| Aim of the task |
Read through the lines below and copy the ones holding the string "backpack".

| Records supplied |
- - - -

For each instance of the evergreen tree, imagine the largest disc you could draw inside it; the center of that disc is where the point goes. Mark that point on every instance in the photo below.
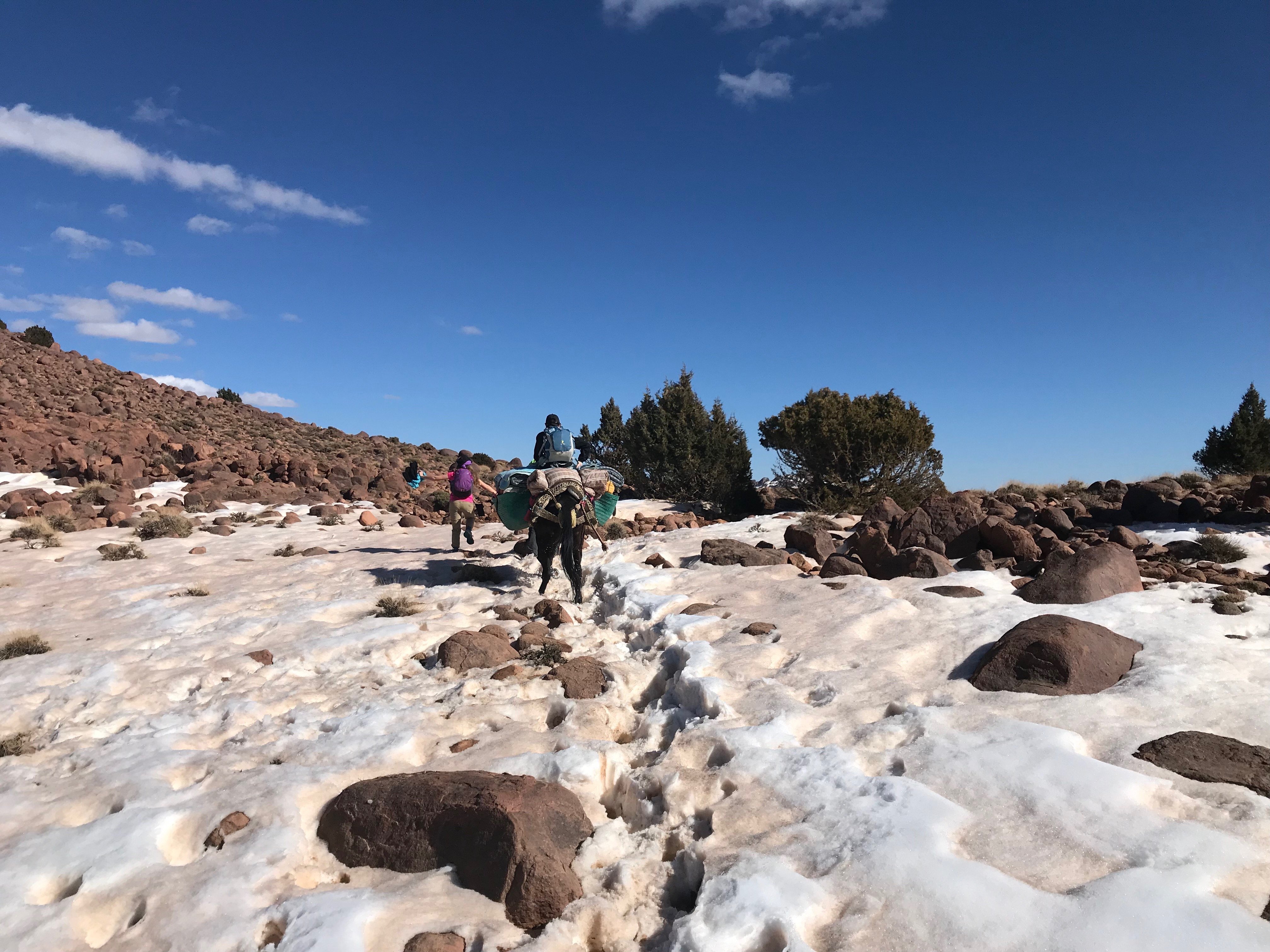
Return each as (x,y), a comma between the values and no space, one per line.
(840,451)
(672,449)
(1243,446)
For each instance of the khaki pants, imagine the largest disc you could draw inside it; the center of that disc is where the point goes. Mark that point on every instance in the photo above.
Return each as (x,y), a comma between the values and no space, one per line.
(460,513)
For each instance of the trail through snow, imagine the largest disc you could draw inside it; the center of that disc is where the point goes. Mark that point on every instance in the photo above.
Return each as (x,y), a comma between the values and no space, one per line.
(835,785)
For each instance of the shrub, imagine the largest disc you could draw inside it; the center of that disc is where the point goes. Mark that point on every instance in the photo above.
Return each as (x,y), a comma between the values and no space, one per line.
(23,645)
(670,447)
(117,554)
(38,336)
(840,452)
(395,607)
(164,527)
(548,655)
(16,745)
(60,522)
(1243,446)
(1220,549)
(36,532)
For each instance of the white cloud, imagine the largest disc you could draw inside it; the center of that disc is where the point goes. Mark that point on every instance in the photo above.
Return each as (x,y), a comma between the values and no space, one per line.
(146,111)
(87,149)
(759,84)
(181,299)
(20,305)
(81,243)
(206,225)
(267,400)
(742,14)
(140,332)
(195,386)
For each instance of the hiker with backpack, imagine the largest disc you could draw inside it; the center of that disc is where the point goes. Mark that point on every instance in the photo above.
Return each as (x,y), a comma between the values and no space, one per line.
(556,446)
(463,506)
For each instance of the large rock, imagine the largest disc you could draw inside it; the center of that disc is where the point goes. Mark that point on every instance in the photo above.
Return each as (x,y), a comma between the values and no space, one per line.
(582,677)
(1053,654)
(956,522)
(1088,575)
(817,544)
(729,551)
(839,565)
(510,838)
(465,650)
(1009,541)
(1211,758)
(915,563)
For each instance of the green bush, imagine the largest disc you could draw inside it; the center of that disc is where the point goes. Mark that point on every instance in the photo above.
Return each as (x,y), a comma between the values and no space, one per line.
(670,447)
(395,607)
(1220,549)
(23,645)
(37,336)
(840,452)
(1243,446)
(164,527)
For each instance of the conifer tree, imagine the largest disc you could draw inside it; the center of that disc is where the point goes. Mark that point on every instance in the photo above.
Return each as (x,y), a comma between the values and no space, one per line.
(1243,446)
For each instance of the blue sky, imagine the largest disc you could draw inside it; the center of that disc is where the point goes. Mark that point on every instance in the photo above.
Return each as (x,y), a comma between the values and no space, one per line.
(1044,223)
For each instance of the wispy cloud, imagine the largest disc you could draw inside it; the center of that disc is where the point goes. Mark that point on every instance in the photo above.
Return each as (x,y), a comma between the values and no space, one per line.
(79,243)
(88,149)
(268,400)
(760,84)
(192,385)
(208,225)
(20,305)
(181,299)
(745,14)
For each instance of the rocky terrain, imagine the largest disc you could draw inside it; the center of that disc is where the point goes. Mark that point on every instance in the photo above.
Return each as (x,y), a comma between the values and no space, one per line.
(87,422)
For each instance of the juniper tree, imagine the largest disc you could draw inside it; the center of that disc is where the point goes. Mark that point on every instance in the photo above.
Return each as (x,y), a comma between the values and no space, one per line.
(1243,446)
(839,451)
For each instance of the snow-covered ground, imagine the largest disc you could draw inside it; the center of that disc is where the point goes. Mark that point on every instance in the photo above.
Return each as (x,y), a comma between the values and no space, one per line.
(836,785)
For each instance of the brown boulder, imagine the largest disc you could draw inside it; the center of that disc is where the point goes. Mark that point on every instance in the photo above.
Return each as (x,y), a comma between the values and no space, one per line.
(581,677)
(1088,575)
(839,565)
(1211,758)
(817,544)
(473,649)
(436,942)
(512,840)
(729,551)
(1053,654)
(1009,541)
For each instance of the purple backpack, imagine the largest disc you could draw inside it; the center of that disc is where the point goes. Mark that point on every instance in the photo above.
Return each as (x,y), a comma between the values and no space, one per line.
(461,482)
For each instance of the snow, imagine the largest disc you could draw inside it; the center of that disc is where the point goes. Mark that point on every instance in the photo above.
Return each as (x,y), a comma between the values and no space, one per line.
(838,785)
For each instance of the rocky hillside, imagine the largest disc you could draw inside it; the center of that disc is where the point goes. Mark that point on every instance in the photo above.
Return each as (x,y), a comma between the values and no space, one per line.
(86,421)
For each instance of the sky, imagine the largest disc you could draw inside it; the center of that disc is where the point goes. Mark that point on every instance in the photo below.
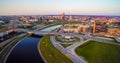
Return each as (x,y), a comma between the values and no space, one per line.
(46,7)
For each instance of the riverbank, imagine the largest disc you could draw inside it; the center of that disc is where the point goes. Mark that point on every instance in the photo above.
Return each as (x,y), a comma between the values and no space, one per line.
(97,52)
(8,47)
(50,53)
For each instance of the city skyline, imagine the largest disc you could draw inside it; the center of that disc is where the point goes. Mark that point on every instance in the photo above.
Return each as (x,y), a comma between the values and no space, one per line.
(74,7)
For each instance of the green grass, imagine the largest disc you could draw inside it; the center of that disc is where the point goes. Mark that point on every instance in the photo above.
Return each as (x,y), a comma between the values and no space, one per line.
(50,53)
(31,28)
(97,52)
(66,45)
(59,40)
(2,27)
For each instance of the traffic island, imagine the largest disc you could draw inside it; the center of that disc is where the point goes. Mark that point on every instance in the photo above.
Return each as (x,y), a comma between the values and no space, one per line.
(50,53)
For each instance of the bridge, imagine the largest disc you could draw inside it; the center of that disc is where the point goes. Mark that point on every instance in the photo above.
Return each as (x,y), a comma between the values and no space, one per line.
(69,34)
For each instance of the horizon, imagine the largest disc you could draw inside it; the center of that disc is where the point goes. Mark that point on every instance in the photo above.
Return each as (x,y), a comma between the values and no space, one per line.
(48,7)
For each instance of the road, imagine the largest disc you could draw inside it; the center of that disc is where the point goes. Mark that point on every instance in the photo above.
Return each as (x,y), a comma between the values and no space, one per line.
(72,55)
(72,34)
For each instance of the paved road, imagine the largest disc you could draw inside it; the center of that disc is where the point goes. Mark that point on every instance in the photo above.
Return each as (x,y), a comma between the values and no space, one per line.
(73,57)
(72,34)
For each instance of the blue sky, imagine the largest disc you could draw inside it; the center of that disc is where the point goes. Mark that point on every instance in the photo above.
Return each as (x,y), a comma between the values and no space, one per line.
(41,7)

- - - -

| Exercise result |
For each instance of the hiker with backpack, imagine the largest disc you could draw inside it; the center of that disc is where the point goes. Mark that point on every instance in the photo above.
For each instance of the purple backpack, imagine the largest disc you could draw inside it; the center of that disc is where the point goes. Mark that point on every instance in the photo above.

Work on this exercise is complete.